**Direction:** Count how many lines of the listing contain the word "Target", and reply with that number alone.

**Provided entries:**
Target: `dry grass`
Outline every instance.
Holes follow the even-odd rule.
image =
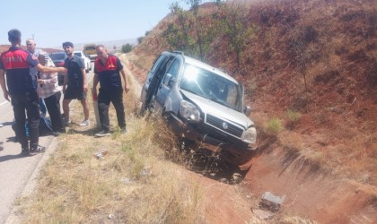
[[[95,138],[95,129],[73,126],[59,137],[60,146],[43,168],[35,194],[19,200],[23,222],[203,221],[200,185],[187,183],[182,169],[165,160],[159,146],[166,140],[161,138],[162,125],[131,113],[137,110],[135,94],[130,91],[125,99],[127,134],[112,127],[111,136]],[[81,111],[79,104],[74,108]],[[110,108],[113,125],[114,113]],[[80,116],[75,113],[73,119]],[[96,158],[101,150],[108,153]]]

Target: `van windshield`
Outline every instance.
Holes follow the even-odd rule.
[[[186,64],[180,88],[241,111],[241,94],[238,83],[208,70]]]

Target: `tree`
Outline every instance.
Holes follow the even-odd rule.
[[[253,26],[243,16],[245,8],[236,4],[218,4],[218,30],[229,38],[231,48],[236,54],[237,67],[240,67],[242,52],[247,47],[247,39],[254,33]]]
[[[122,45],[122,52],[128,53],[132,50],[132,45],[130,44],[124,44]]]

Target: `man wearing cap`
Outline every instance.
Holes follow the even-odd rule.
[[[39,55],[41,54],[45,57],[46,61],[48,61],[48,63],[53,63],[48,54],[43,52],[41,49],[37,48],[37,44],[35,43],[33,39],[26,39],[26,47],[27,47],[27,51],[31,53],[32,56],[34,56],[35,57],[39,58]],[[38,76],[38,69],[35,67],[34,68],[31,67],[31,74],[34,76]],[[45,116],[47,114],[47,108],[46,108],[46,104],[43,101],[43,99],[39,99],[39,109],[40,109],[40,112],[42,113],[42,116]]]
[[[39,145],[39,99],[37,93],[36,77],[31,74],[30,67],[36,67],[42,73],[58,72],[66,73],[66,69],[63,67],[45,67],[39,63],[35,56],[22,50],[20,47],[20,30],[16,29],[9,30],[8,39],[12,47],[0,56],[0,85],[4,99],[6,100],[9,100],[9,97],[12,99],[16,123],[15,133],[21,143],[22,153],[35,155],[43,152],[45,148]],[[28,117],[30,142],[26,138],[25,112]]]
[[[126,72],[119,58],[109,55],[103,45],[97,45],[98,57],[94,61],[93,94],[97,95],[97,84],[100,82],[100,94],[98,95],[98,110],[102,130],[95,136],[103,137],[110,134],[109,121],[109,106],[112,102],[117,112],[118,125],[123,134],[126,131],[125,110],[123,106],[123,90],[127,93],[129,87],[126,78]],[[125,87],[123,90],[122,74]]]
[[[64,77],[63,82],[63,111],[66,125],[71,123],[69,118],[69,103],[74,99],[80,100],[83,106],[84,118],[79,125],[80,126],[89,125],[89,108],[86,103],[86,93],[88,85],[86,84],[86,72],[83,59],[74,54],[74,44],[64,42],[63,49],[68,56],[64,61],[64,66],[67,69],[67,75]]]

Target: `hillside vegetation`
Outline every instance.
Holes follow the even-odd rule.
[[[377,184],[376,1],[191,6],[171,5],[134,50],[137,66],[148,69],[161,51],[182,50],[224,68],[246,87],[259,142]]]

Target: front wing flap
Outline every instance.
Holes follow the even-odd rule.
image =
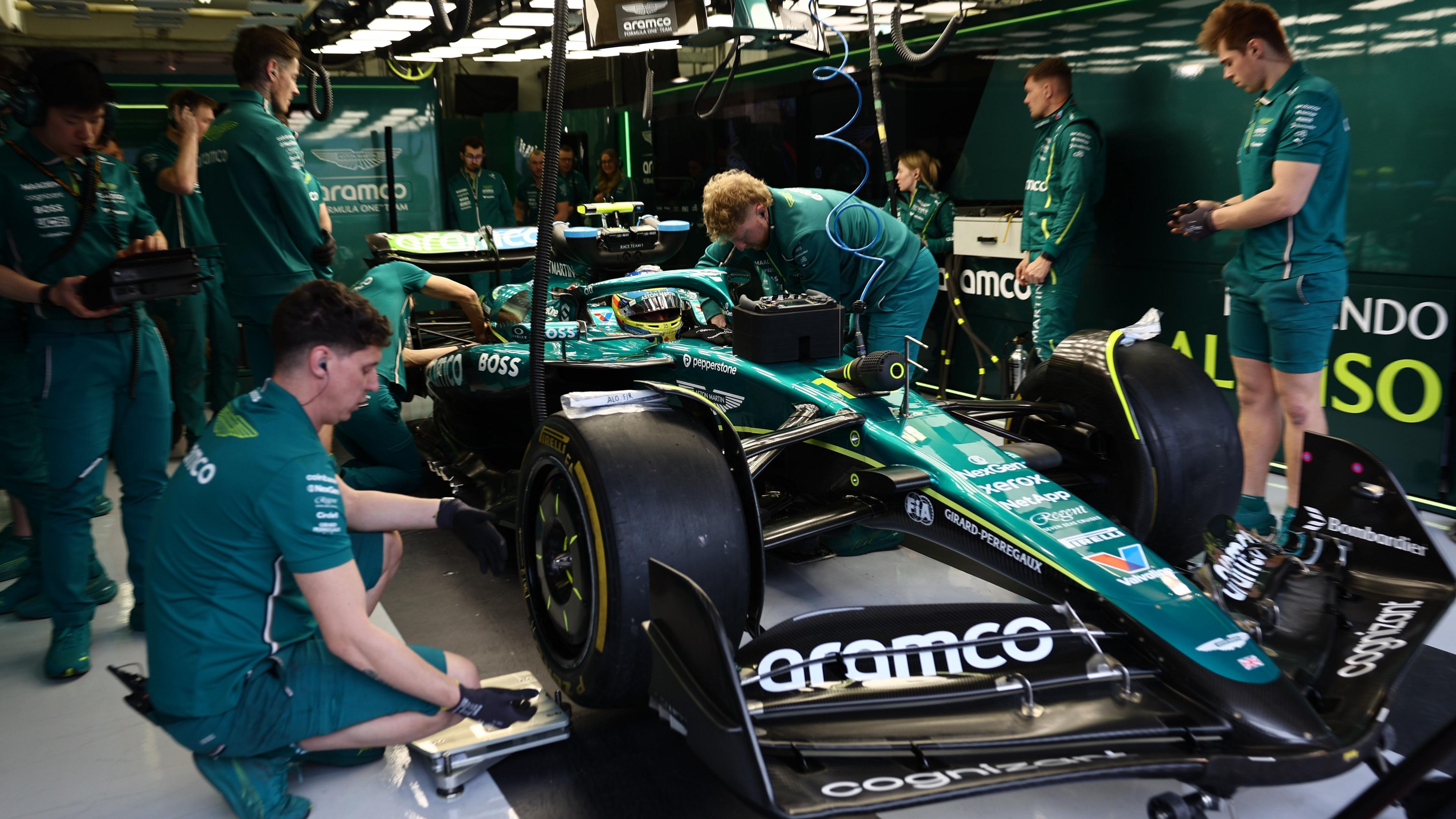
[[[1379,736],[1374,724],[1338,749],[1239,749],[1232,726],[1160,679],[1127,635],[1067,606],[850,606],[734,650],[689,577],[657,561],[649,574],[652,705],[775,816],[1092,778],[1312,781],[1360,764]]]

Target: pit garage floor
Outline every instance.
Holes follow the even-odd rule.
[[[108,494],[119,498],[115,475]],[[1283,506],[1283,478],[1271,475],[1271,506]],[[0,517],[9,514],[9,504],[0,509]],[[1446,536],[1453,520],[1428,520],[1443,554],[1456,563],[1456,546]],[[127,708],[121,700],[125,691],[105,672],[108,663],[144,662],[146,644],[143,635],[127,630],[132,596],[121,577],[125,544],[119,514],[98,519],[93,530],[102,563],[121,580],[121,595],[96,612],[90,675],[61,683],[45,679],[41,657],[50,624],[0,618],[0,819],[226,819],[232,813],[192,768],[189,755]],[[802,565],[770,560],[764,622],[850,603],[1015,599],[907,548]],[[448,535],[405,533],[403,565],[374,616],[408,643],[470,657],[483,675],[530,669],[549,679],[531,644],[515,580],[480,576],[473,558]],[[1456,618],[1447,615],[1396,697],[1390,721],[1398,751],[1420,743],[1456,713],[1452,679]],[[1235,806],[1241,819],[1324,818],[1372,781],[1361,767],[1325,783],[1246,790]],[[569,740],[498,764],[453,802],[435,796],[428,772],[403,748],[390,748],[383,762],[364,768],[309,767],[291,787],[313,800],[313,819],[754,816],[646,710],[578,708]],[[1069,784],[882,816],[1128,818],[1143,816],[1147,797],[1165,790],[1178,790],[1178,784]],[[1392,809],[1385,816],[1404,812]]]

**Expected output:** 7